== Data section

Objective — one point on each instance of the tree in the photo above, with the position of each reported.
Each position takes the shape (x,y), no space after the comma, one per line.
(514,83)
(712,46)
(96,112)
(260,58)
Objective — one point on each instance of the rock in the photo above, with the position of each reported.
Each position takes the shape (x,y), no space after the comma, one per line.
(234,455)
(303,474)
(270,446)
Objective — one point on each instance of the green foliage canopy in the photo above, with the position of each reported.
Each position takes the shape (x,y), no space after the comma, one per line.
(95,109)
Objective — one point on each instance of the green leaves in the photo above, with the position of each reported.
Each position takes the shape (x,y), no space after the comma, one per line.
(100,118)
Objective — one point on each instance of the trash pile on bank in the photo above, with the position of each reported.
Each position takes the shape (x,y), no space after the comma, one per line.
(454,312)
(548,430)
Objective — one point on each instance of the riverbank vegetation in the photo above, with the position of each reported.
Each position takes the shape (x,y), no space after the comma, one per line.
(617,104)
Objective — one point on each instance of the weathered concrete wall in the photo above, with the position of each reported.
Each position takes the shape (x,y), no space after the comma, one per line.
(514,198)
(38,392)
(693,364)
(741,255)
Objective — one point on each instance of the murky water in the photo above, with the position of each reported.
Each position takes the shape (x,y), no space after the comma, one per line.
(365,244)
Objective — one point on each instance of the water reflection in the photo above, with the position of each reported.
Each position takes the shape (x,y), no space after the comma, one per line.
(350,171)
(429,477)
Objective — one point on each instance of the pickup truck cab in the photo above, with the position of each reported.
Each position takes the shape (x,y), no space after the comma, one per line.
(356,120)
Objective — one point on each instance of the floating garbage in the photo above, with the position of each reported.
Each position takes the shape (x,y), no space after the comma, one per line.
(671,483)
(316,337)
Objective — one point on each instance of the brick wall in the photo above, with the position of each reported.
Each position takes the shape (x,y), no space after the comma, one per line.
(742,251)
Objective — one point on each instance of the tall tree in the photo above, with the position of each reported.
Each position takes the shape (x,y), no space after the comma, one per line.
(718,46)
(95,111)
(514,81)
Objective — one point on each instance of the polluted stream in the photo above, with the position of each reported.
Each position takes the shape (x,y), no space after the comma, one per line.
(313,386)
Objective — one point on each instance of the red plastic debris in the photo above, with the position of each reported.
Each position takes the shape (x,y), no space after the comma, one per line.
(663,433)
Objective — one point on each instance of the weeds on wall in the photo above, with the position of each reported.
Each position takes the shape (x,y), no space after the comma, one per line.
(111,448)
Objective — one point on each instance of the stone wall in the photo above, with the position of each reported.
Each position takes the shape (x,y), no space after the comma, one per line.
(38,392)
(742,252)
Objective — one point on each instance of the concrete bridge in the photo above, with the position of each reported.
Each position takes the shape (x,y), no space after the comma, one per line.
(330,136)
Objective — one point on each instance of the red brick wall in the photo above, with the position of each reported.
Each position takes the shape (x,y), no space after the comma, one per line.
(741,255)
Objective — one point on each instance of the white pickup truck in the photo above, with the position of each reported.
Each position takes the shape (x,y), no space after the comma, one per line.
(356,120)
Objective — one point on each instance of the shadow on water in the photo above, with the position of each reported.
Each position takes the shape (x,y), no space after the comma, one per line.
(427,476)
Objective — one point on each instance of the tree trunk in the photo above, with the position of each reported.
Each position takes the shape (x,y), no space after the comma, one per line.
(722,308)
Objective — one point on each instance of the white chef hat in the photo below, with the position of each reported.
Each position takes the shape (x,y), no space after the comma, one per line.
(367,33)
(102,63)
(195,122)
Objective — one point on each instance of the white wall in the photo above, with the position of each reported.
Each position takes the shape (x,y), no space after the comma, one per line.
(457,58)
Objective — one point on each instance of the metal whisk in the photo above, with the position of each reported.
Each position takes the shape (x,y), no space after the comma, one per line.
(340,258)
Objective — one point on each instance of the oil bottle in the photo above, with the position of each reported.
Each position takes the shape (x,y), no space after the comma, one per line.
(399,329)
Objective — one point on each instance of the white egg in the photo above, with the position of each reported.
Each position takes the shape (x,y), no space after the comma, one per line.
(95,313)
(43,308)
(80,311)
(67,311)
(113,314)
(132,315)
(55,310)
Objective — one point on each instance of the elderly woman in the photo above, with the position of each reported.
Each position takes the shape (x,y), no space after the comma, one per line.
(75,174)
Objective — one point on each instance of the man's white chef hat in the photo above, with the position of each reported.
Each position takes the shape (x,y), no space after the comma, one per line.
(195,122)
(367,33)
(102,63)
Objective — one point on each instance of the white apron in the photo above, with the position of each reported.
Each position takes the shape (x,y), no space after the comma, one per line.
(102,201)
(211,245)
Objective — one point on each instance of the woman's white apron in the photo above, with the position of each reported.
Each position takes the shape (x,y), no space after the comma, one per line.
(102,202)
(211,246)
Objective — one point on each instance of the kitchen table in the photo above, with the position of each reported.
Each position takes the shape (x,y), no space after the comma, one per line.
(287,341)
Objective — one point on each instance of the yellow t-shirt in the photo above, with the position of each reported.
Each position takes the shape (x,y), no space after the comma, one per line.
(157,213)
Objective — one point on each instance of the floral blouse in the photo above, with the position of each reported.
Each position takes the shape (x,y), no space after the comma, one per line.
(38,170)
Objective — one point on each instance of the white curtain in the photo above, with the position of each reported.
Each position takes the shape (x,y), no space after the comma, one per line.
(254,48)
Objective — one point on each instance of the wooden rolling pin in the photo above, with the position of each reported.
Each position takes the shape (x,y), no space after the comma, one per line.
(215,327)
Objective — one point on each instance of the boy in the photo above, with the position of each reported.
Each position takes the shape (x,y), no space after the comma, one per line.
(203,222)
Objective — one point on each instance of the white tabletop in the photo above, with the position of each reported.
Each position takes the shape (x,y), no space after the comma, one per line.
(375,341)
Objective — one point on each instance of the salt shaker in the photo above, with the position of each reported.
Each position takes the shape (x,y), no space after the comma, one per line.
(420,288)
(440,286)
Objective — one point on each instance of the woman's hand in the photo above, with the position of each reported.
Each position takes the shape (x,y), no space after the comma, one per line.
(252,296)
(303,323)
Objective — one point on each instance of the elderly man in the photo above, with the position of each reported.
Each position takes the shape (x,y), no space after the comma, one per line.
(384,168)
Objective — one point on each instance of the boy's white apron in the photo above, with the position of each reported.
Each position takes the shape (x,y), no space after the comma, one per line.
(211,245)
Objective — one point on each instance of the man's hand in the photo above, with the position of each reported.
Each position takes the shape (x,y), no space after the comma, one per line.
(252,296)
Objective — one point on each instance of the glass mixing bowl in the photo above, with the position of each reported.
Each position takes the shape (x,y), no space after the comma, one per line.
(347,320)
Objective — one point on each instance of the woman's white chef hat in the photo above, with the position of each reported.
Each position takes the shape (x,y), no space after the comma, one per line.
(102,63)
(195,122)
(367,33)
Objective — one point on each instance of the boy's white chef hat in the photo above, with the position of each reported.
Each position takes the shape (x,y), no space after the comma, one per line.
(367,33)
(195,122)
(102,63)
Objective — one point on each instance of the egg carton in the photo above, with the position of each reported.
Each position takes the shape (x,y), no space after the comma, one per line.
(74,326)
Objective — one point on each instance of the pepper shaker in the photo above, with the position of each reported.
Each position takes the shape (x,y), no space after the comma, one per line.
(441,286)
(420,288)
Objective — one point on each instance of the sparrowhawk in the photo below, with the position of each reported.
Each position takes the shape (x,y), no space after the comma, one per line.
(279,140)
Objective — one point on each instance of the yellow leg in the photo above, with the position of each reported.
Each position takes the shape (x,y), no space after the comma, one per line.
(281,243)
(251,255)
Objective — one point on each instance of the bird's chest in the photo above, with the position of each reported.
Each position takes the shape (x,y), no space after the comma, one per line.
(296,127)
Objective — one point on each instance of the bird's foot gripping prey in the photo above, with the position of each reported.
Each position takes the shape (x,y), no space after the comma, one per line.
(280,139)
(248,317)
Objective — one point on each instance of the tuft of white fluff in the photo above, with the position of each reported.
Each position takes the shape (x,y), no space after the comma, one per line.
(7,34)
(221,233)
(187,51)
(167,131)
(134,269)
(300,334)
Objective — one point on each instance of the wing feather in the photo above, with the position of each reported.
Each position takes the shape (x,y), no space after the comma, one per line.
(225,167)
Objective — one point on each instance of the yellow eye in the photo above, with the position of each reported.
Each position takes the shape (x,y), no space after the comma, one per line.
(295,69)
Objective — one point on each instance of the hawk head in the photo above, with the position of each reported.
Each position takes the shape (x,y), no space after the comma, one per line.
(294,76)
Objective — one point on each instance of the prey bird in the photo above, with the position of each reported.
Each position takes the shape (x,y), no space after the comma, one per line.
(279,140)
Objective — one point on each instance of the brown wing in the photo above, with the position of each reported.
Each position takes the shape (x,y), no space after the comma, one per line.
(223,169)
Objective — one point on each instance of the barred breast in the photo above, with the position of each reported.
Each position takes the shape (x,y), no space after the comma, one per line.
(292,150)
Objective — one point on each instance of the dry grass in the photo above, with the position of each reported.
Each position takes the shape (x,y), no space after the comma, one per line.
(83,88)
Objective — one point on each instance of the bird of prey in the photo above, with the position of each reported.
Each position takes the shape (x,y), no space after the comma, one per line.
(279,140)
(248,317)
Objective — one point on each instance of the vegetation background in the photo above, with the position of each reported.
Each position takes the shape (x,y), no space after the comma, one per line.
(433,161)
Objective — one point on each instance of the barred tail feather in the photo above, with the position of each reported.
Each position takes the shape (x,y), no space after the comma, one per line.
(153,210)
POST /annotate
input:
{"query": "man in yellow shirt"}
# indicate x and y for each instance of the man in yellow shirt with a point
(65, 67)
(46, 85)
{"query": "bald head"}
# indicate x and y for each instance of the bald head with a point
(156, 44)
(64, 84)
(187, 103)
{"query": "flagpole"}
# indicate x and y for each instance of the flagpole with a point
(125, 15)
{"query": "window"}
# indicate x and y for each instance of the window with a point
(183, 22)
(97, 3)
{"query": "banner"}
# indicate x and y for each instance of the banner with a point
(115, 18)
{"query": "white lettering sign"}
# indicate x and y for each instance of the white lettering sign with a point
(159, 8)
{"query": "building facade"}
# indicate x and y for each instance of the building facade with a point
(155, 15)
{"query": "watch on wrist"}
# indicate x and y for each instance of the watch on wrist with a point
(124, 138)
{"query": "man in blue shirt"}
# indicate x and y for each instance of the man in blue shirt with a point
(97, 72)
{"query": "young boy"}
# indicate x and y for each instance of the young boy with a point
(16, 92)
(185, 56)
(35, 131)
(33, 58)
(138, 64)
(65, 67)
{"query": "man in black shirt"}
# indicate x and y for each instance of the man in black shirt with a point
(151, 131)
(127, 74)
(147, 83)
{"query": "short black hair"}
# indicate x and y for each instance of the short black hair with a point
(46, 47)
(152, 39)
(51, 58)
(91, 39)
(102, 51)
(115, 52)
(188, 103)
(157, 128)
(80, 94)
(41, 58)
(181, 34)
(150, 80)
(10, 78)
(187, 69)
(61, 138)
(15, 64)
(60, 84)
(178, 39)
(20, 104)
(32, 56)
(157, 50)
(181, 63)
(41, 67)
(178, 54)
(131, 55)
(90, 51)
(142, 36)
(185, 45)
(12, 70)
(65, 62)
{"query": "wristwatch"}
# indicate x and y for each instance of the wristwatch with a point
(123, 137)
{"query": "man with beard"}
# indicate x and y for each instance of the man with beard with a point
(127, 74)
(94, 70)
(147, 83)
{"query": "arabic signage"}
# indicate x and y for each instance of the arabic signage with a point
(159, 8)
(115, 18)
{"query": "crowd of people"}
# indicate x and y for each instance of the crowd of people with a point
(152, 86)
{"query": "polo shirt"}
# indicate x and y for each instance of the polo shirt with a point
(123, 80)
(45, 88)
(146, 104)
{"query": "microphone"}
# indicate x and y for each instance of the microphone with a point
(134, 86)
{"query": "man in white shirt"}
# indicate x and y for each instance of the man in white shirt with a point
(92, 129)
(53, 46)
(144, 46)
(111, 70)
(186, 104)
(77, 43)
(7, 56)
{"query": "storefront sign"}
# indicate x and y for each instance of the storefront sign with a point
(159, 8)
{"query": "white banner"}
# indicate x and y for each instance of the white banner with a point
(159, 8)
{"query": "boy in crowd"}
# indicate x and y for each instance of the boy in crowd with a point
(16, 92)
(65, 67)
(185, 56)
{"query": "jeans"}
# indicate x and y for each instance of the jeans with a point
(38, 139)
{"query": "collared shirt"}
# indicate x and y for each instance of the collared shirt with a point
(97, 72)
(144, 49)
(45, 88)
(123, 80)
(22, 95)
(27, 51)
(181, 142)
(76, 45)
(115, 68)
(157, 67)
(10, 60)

====

Short exercise:
Locate each line in the entries above that contains the string "banner", matching case exactly, and copy those lines out in full.

Exercise result:
{"query": "banner"}
# indicate x and y for each instance of the banner with a point
{"query": "white banner"}
# indicate x and y for each instance of the white banner with a point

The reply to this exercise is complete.